=== PROVIDED RECORDS ===

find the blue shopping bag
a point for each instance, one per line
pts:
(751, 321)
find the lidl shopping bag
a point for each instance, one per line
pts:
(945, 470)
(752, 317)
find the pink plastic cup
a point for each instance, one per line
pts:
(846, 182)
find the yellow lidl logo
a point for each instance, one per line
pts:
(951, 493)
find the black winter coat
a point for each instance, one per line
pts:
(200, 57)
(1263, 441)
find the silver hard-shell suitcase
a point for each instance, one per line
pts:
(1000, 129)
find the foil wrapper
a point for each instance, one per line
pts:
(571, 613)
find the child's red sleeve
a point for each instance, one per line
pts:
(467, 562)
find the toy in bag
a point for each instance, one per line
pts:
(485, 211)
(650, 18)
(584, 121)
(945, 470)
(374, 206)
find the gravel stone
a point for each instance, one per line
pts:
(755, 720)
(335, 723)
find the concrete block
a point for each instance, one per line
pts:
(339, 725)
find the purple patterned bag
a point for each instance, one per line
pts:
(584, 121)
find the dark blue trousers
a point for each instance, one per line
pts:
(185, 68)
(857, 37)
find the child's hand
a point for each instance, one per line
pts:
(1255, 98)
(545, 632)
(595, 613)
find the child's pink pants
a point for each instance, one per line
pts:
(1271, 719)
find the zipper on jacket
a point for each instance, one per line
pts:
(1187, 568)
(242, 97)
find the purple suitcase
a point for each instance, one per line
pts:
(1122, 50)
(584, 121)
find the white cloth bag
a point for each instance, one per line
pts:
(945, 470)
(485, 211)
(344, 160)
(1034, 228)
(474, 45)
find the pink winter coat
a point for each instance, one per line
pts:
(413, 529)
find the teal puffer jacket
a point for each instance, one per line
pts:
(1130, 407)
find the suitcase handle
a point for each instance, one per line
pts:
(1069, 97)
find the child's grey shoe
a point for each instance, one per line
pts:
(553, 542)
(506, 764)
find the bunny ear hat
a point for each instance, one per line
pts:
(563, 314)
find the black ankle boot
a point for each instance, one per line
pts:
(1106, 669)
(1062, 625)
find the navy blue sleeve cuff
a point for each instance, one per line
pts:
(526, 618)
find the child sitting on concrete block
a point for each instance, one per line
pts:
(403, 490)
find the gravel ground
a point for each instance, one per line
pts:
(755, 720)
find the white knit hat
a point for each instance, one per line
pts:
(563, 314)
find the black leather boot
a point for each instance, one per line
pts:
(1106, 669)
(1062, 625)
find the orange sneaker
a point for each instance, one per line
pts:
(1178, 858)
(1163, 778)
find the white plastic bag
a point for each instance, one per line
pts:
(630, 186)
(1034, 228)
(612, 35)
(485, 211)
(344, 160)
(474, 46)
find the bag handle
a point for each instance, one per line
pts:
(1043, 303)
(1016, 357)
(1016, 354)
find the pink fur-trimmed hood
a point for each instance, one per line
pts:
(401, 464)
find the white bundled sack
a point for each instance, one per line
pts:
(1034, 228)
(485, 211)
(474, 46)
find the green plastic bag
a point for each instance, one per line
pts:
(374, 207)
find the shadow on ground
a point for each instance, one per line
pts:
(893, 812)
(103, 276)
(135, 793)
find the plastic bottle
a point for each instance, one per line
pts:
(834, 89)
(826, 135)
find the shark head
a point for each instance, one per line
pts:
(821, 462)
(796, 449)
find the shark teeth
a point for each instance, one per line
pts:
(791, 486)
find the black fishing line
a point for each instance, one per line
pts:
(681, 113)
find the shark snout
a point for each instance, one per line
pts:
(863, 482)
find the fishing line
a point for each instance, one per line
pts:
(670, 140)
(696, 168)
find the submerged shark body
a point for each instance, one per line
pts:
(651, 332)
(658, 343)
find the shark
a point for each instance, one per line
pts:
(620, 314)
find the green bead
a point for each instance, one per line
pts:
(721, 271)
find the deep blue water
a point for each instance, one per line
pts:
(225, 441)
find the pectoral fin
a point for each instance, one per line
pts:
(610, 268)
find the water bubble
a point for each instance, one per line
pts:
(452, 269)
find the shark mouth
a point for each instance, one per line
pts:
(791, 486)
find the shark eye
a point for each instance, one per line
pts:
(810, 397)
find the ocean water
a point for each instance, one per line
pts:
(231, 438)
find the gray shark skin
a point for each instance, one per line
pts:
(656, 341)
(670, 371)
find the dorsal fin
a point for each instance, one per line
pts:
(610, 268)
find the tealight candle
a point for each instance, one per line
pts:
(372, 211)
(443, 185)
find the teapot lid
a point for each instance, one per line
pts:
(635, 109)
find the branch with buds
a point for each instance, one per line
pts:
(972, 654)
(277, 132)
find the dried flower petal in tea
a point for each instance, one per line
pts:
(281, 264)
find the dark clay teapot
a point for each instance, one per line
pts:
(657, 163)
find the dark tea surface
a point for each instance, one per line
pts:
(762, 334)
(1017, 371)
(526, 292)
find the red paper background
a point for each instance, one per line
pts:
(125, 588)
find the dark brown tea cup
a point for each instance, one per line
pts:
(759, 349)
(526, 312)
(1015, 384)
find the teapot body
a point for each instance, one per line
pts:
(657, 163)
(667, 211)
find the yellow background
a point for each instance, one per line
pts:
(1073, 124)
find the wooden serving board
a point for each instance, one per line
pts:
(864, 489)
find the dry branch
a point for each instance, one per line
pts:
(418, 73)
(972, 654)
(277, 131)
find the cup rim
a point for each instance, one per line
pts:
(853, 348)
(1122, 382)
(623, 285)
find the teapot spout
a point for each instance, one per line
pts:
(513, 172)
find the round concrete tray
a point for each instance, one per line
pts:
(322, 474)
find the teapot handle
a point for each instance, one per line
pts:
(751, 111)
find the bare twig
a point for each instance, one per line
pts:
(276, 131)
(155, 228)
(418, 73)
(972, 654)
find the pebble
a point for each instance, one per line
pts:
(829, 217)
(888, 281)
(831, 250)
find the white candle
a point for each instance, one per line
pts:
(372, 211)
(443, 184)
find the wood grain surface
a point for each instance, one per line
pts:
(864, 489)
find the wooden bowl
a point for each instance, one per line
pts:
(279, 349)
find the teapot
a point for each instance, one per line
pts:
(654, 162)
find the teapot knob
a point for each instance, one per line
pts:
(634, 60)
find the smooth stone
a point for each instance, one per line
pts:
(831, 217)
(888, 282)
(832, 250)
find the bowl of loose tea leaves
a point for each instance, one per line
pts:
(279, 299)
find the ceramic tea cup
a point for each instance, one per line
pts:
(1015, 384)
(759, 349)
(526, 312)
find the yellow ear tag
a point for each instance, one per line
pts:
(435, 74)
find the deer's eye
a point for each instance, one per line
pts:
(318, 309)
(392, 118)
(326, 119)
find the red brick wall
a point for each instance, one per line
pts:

===

* _REQUIREMENTS_
All entries must be repeated verbatim.

* _ANSWER_
find the blue shopping bag
a point for each instance, one per line
pts:
(751, 321)
find the lidl shopping bag
a point for each instance, one per line
pts:
(945, 470)
(752, 317)
find the pink plastic cup
a point for each instance, one per line
pts:
(846, 182)
find the yellow lidl logo
a point for each instance, one per line
pts:
(951, 493)
find the black winter coat
a point for each instance, one per line
pts:
(200, 57)
(1263, 441)
find the silver hard-shell suitcase
a point for each instance, one per line
pts:
(1000, 129)
find the foil wrapper
a point for each instance, one per line
pts:
(571, 613)
find the child's red sleeve
a point for each instance, one per line
pts:
(467, 562)
find the toy in bag
a point for each instance, one per line
pts:
(485, 211)
(650, 18)
(584, 121)
(945, 470)
(374, 206)
find the gravel stone
a point for each instance, one per line
pts:
(755, 720)
(335, 723)
find the concrete block
a point for each instance, one per line
pts:
(339, 725)
find the purple patterned bag
a point for each instance, one per line
pts:
(584, 121)
find the dark blue trousers
a point for each instance, one per line
pts:
(185, 68)
(857, 37)
find the child's hand
a point for each instance, one per line
pts:
(1255, 98)
(545, 632)
(595, 613)
find the child's pink pants
a point for each instance, one per line
pts:
(1271, 719)
find the zipper on jacket
a point for each instance, one per line
pts:
(1187, 568)
(242, 97)
find the purple suitcase
a point for each instance, one per line
pts:
(1122, 50)
(584, 121)
find the white cloth bag
a point for each instance, one per line
pts:
(945, 470)
(485, 211)
(344, 160)
(1034, 228)
(474, 45)
find the pink winter coat
a point for each instance, one per line
pts:
(413, 529)
find the teal puffer jacket
a point for each instance, one per line
pts:
(1130, 407)
find the suitcase handle
a point for each instance, one per line
pts:
(1069, 97)
find the child's grey shoe
a point for each instance, one per line
pts:
(553, 542)
(506, 764)
find the bunny ear hat
a point for each instance, one per line
pts:
(563, 314)
find the black ankle boot
a point for each instance, one per line
pts:
(1106, 669)
(1062, 625)
find the navy blue sleeve cuff
a point for each instance, one per line
pts:
(526, 618)
find the child sitting on concrete block
a point for each instance, one per line
pts:
(403, 490)
find the gravel ground
a point for each instance, one per line
pts:
(755, 720)
find the white knit hat
a point for each instance, one per line
pts:
(563, 314)
find the black leather boot
a point for each instance, one per line
pts:
(1106, 669)
(1062, 625)
find the orange sneaker
a point for each instance, one per line
pts:
(1178, 858)
(1163, 778)
find the white plastic bag
a point for each instance, one per line
pts:
(630, 186)
(1034, 228)
(612, 35)
(485, 211)
(344, 160)
(474, 46)
find the bag handle
a point for each instance, one per line
pts:
(1043, 303)
(1016, 357)
(1016, 354)
find the pink fur-trimmed hood
a point for each instance, one per line
pts:
(401, 464)
find the white bundled sack
a point for each instance, one per line
pts:
(1034, 228)
(485, 211)
(474, 46)
find the green plastic bag
a point for each instance, one per line
pts:
(374, 207)
find the shadow on ground
a point for each instance, one per line
pts:
(893, 812)
(103, 276)
(135, 793)
find the plastic bottle
a point for each instance, one per line
pts:
(834, 89)
(826, 135)
find the shark head
a point for each instance, one per line
pts:
(821, 462)
(796, 449)
find the shark teeth
a point for each instance, one per line
pts:
(791, 486)
find the black fishing line
a point for each instance, one per line
pts:
(681, 113)
find the shark snout
a point for each instance, one per line
pts:
(863, 482)
find the fishing line
a point for each instance, one per line
pts:
(670, 140)
(696, 168)
find the submerged shark body
a point for each instance, one per line
pts:
(651, 332)
(658, 343)
find the shark
a point for each instance, one per line
pts:
(620, 314)
find the green bead
a point for each instance, one per line
pts:
(721, 271)
find the deep blue water
a point for each instance, one per line
pts:
(225, 441)
find the pectoral fin
a point for each instance, one per line
pts:
(610, 268)
find the water bubble
a point for each instance, one per line
pts:
(452, 269)
find the shark mouth
a point for each instance, one per line
pts:
(791, 486)
find the shark eye
a point for each instance, one per line
pts:
(810, 397)
find the ocean water
a point for each instance, one per line
pts:
(231, 438)
find the gray shark skin
a point for each instance, one per line
pts:
(656, 341)
(670, 371)
find the dorsal fin
a point for each instance, one per line
pts:
(610, 268)
find the tealight candle
a point for each instance, one per line
pts:
(372, 211)
(443, 185)
find the teapot lid
a point for each instance, one per line
pts:
(635, 109)
find the branch with buds
a point for each instance, one per line
pts:
(972, 654)
(277, 132)
find the dried flower petal in tea
a point for each instance, one per line
pts:
(281, 264)
find the dark clay teapot
a point for each instance, one per line
pts:
(657, 163)
find the dark tea surface
a point for each instance, one per line
pts:
(762, 334)
(1017, 371)
(526, 292)
find the red paper background
a point for each instance, one per line
pts:
(125, 588)
find the dark brown tea cup
a point for each instance, one per line
pts:
(759, 349)
(526, 312)
(1015, 384)
find the teapot body
a point for each instance, one per line
pts:
(657, 163)
(667, 211)
find the yellow background
a point for each instance, one per line
pts:
(1073, 124)
find the wooden serving board
a point for each instance, one per line
pts:
(864, 489)
find the dry branch
a point for each instance, one per line
pts:
(418, 73)
(972, 654)
(277, 131)
find the cup rim
a point for each instance, one per line
pts:
(853, 348)
(1122, 382)
(623, 285)
find the teapot spout
a point for each instance, one per line
pts:
(513, 172)
find the round concrete tray
a point for each instance, one per line
pts:
(322, 474)
find the teapot handle
a point for each instance, one per line
pts:
(751, 111)
find the bare twig
a point for each instance, one per line
pts:
(276, 131)
(155, 228)
(418, 73)
(972, 654)
find the pebble
a point for each instance, one per line
pts:
(829, 217)
(888, 281)
(831, 250)
find the white candle
a point for each instance, one per line
pts:
(372, 211)
(443, 184)
find the wood grain surface
a point for each instance, one per line
pts:
(864, 489)
find the wooden bowl
a point for each instance, one per line
pts:
(279, 349)
find the teapot
a point for each instance, one per line
pts:
(654, 162)
find the teapot knob
a point for each instance, one per line
pts:
(634, 60)
find the smooth stone
a point for each instance, one per line
pts:
(831, 217)
(888, 282)
(832, 250)
find the bowl of loose tea leaves
a point for each instance, one per line
pts:
(279, 299)
find the ceramic tea cup
a point for each instance, one per line
pts:
(1015, 384)
(759, 349)
(526, 312)
find the yellow ear tag
a point for each instance, one per line
pts:
(435, 74)
find the deer's eye
a point for each instance, one per line
pts:
(318, 309)
(392, 118)
(326, 119)
find the red brick wall
a point for each instance, one per line
pts:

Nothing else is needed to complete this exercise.